→ Texte de lecture:
━━━━━━━━━━━━━━━━

En effet, il était alors reproché aux autorités britanniques de pas avoir « évalué si la coalition dirigée par l’Arabie Saoudite avait commis des violations du droit international humanitaire » au Yémen et de n’avoir « fait aucune tentative pour le faire. »

Une « victoire » pour CAAT, au bout de quatre ans de procédure judiciaire. « Cet arrêt historique signifie que le gouvernement doit maintenant cesser de délivrer de nouvelles licences d’exportation d’armes, suspendre les licences existantes et revoir toutes les décisions d’exporter des armes vers l’Arabie saoudite » avait alors estimé l’ONG.

De son côté, tout en ayant fait part de son intention de faire appel, le gouvernement de Theresa May prit la décision de suspendre les ventes d’armes à l’Arabie Saoudite.

« Nous ne sommes pas d’accord avec le jugement et demanderons l’autorisation d’interjeter appel. […] Dans l’intervalle nous n’accorderons pas de nouvelles licences [de ventes d’armes] à l’Arabie saoudite et à ses partenaires de la coalition qui pourraient être utilisées dans le conflit au Yémen », avait alors annoncé Liam Fox, alors ministre du Commerce international.

Un an plus tard, et alors que l’industrie britannique doit faire face aux conséquences économiques de la pandémie de Covid-19 [et de celles du Brexit], le gouvernement de Boris Johnson a décidé de renouer avec les ventes d’armes destinées aux forces saoudiennes, en mettant en avant deux arguments.

━━━━━━━━━━━━━━━━

[Données enregistrées]
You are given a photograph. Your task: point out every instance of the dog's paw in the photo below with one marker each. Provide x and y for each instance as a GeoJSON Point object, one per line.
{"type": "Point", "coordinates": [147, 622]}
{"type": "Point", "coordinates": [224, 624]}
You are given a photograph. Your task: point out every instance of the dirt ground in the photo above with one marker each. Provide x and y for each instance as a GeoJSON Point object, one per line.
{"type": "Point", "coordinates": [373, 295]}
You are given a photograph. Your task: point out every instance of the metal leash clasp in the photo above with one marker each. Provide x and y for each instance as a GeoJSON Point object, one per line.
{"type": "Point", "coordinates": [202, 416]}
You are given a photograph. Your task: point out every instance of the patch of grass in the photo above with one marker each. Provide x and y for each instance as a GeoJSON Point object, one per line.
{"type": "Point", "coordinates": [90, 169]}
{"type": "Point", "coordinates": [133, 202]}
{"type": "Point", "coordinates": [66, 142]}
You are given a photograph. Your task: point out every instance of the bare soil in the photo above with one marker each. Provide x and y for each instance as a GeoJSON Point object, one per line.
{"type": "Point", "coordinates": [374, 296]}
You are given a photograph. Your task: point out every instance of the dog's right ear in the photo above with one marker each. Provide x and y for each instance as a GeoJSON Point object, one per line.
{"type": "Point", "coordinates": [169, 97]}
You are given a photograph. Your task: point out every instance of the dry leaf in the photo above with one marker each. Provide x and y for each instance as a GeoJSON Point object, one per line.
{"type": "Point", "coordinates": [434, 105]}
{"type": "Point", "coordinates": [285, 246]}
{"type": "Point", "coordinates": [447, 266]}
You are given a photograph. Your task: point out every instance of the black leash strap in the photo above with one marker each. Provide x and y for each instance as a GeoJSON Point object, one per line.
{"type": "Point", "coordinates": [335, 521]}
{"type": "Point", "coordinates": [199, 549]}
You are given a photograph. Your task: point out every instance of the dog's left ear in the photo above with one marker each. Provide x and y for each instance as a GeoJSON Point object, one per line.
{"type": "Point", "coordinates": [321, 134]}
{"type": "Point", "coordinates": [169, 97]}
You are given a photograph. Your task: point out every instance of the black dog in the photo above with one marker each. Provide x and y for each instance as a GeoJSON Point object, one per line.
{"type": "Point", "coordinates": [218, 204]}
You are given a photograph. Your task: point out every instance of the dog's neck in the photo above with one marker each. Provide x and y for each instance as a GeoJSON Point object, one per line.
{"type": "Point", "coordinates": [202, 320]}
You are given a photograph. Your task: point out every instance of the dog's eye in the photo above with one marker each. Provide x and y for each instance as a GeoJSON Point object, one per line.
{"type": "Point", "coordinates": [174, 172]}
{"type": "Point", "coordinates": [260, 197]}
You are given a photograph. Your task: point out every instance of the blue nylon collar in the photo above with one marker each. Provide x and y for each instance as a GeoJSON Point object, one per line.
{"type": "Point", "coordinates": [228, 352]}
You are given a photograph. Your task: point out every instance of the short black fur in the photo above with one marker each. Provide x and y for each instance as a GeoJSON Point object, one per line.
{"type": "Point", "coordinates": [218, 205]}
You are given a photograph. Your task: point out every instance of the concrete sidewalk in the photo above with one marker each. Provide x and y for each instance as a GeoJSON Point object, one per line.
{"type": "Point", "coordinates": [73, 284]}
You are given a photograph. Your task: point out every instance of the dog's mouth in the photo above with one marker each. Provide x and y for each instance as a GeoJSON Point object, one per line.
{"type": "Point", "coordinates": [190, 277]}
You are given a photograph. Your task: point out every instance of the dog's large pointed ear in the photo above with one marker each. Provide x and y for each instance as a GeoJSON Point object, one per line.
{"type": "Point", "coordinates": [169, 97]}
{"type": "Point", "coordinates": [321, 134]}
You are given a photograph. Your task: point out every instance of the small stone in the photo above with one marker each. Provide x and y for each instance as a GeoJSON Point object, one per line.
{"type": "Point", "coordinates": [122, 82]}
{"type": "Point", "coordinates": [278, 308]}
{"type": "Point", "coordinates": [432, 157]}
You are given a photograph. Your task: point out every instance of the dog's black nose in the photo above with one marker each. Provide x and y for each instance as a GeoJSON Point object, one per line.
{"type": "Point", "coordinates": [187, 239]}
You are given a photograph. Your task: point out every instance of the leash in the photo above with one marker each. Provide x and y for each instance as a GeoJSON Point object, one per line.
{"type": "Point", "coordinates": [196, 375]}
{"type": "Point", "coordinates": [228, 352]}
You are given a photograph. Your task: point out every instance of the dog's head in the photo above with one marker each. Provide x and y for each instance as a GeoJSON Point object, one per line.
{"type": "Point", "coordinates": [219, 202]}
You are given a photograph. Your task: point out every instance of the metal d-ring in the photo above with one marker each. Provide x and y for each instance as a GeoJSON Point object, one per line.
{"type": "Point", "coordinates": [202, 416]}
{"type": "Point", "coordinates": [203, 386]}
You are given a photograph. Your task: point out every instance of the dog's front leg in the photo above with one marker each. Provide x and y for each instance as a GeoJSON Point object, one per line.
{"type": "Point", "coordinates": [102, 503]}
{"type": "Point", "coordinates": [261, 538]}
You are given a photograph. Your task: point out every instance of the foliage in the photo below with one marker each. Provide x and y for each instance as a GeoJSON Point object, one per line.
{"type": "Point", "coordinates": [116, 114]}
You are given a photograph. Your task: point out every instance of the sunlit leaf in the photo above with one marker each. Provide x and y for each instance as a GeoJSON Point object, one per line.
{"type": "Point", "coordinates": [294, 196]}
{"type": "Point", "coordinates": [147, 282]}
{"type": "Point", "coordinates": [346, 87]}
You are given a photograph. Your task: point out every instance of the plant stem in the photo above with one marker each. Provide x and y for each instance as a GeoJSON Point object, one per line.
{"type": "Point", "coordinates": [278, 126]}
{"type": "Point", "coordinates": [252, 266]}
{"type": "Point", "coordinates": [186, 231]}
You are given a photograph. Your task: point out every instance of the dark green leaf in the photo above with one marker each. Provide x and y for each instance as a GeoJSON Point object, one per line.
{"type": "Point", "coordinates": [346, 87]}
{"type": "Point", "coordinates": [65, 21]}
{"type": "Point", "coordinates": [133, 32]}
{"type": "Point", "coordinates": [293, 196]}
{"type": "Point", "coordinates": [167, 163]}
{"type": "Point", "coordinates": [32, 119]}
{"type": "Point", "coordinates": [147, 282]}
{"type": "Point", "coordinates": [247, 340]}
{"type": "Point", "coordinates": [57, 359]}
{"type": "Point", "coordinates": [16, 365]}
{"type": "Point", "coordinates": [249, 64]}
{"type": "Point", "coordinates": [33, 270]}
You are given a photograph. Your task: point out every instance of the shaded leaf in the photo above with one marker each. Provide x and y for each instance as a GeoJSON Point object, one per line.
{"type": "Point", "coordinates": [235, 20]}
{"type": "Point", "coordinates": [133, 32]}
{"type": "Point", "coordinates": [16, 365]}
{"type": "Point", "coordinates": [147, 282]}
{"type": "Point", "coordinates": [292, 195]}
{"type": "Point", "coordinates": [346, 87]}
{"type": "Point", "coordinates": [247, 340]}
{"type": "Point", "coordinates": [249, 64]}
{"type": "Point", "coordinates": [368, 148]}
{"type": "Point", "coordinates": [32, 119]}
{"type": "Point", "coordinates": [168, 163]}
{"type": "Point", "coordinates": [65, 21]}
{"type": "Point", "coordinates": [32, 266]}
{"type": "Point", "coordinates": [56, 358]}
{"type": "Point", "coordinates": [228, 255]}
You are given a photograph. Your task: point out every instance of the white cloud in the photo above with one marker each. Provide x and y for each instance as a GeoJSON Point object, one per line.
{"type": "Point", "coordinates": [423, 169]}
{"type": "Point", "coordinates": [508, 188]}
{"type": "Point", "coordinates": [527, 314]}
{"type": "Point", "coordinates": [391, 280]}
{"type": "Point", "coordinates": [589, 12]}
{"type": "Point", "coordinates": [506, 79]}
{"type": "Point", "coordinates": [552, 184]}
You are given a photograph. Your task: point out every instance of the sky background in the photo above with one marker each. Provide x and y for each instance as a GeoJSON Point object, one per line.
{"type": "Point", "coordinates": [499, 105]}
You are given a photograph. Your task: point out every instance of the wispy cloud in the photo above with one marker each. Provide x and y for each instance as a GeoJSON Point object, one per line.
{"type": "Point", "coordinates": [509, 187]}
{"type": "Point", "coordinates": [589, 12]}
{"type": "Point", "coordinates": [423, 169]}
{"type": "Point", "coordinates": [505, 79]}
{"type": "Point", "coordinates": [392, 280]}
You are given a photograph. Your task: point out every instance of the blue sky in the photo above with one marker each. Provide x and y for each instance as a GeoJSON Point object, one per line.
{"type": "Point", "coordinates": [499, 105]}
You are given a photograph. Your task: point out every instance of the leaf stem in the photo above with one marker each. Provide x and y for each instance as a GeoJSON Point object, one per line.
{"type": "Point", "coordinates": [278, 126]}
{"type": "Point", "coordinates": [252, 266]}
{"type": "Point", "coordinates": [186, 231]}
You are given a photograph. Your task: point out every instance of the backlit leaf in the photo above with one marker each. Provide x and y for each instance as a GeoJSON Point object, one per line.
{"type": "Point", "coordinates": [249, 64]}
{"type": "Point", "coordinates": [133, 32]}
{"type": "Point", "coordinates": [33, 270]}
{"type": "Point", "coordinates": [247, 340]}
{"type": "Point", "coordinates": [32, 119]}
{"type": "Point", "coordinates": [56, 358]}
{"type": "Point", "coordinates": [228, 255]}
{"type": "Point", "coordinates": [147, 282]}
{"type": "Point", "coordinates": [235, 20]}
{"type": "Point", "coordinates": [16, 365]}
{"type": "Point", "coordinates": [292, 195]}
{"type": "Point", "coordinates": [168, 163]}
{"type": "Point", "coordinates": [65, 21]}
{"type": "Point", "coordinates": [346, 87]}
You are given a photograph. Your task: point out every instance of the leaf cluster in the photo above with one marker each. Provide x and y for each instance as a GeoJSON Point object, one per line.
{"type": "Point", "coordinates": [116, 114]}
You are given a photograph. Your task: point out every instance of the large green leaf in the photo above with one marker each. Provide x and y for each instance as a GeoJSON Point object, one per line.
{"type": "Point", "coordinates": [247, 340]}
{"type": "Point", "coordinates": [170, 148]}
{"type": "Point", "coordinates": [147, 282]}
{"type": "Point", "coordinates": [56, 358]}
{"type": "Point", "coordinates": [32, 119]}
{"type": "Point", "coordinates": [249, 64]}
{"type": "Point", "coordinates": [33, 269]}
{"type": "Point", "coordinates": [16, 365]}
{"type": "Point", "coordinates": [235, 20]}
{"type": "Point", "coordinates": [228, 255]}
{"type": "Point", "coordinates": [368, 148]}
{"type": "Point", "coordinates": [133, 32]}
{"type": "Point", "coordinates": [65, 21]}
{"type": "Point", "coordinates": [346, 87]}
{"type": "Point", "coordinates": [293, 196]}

━━━━━━━━━━━━━━━━

→ Consigne de travail: Poursuivez le texte sur les ventes d'armes britanniques à l'Arabie saoudite à la suite de sa dernière phrase.

→ Zone de réponse:
Ainsi, Liz Truss, qui a succédé à Liam Fox, a indiqué que Londres venait d’achever un examen sur la manière dont les licences d’exportation étaient jusqu’alors accordées à Riyad afin de se conformer avec la décision de la cour d’Appel rendue en juin 2019. Par ailleurs, elle a fait valoir que si certains incidents ayant impliqué les forces saoudiennes avaient pu être considérées comme de « possibles » violations du droit international humanitaire [DIH], le gouvernement britannique les estime comme étant « isolés ».

« Il convient de noter, en particulier, que les incidents qui ont été considérés comme de possibles violations du DIH se sont produits à différents moments, dans différentes circonstances et pour différentes raisons. La conclusion est que ce sont des incidents isolés », a en effet écrit Mme Truss, dans une note adressée au Parlement britannique.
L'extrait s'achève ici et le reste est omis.